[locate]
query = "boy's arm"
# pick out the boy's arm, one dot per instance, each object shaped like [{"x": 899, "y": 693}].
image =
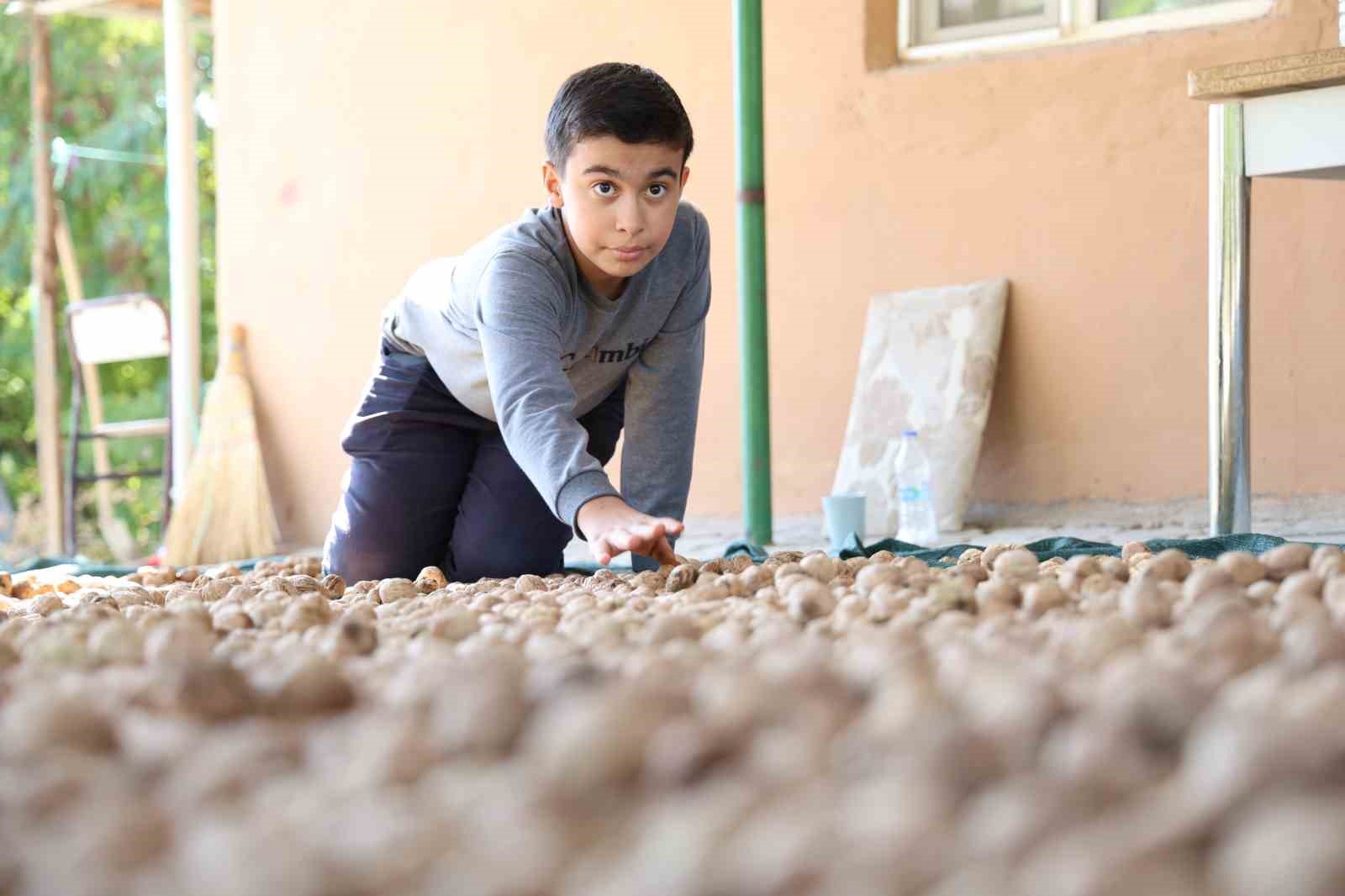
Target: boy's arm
[
  {"x": 662, "y": 400},
  {"x": 520, "y": 326}
]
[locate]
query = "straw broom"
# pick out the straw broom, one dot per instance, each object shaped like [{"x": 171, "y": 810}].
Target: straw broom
[{"x": 225, "y": 512}]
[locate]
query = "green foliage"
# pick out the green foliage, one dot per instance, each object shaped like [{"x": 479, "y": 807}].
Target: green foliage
[{"x": 108, "y": 87}]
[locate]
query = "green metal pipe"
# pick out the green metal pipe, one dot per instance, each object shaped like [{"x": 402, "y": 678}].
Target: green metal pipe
[{"x": 757, "y": 387}]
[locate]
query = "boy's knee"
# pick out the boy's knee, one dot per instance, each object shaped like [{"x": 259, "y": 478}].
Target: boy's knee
[
  {"x": 495, "y": 556},
  {"x": 354, "y": 564}
]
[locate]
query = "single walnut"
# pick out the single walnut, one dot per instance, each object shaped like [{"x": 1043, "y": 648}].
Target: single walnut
[
  {"x": 1042, "y": 595},
  {"x": 1243, "y": 567},
  {"x": 681, "y": 577},
  {"x": 820, "y": 567},
  {"x": 807, "y": 599},
  {"x": 351, "y": 636},
  {"x": 1286, "y": 560},
  {"x": 314, "y": 685},
  {"x": 1133, "y": 548},
  {"x": 992, "y": 553},
  {"x": 1169, "y": 564},
  {"x": 46, "y": 604},
  {"x": 393, "y": 589},
  {"x": 1015, "y": 564},
  {"x": 334, "y": 586},
  {"x": 213, "y": 690}
]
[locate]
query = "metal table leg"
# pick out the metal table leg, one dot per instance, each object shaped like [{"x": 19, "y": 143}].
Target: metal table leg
[{"x": 1230, "y": 479}]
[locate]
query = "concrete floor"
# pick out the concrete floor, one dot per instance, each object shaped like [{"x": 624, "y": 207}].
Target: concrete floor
[{"x": 1320, "y": 519}]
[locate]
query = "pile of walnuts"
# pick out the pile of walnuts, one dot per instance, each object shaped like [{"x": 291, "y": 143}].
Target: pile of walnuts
[{"x": 1087, "y": 727}]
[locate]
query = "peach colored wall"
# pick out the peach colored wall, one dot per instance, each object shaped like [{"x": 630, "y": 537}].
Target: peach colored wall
[{"x": 358, "y": 140}]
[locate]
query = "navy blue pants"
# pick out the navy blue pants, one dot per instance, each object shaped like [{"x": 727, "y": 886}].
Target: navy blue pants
[{"x": 430, "y": 483}]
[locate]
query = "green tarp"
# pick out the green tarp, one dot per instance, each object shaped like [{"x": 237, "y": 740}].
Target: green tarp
[{"x": 1062, "y": 546}]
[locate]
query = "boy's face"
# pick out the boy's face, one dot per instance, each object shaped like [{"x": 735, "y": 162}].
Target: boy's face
[{"x": 619, "y": 203}]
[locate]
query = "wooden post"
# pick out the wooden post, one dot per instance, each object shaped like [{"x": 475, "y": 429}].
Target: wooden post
[
  {"x": 46, "y": 382},
  {"x": 183, "y": 235}
]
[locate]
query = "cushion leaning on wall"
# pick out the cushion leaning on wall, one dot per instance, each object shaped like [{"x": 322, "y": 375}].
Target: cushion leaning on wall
[{"x": 927, "y": 362}]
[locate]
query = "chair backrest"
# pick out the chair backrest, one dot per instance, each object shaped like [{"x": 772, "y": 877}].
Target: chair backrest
[{"x": 113, "y": 329}]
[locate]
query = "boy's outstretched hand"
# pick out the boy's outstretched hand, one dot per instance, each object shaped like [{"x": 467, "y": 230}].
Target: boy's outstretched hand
[{"x": 614, "y": 526}]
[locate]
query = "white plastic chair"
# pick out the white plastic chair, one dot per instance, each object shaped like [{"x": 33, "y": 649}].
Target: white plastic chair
[{"x": 100, "y": 331}]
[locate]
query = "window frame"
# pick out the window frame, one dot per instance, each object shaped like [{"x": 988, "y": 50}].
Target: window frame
[{"x": 1078, "y": 24}]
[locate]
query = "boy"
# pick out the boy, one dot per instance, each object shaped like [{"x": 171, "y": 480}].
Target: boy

+---+

:: Stated problem ::
Locate each line in the entries above that contains the word "tarp", and reproduce every such line in full.

:: Correct output ::
query = "green tarp"
# pick out the green tarp, one dot per instance, each object shaped like [{"x": 237, "y": 740}].
Target: green tarp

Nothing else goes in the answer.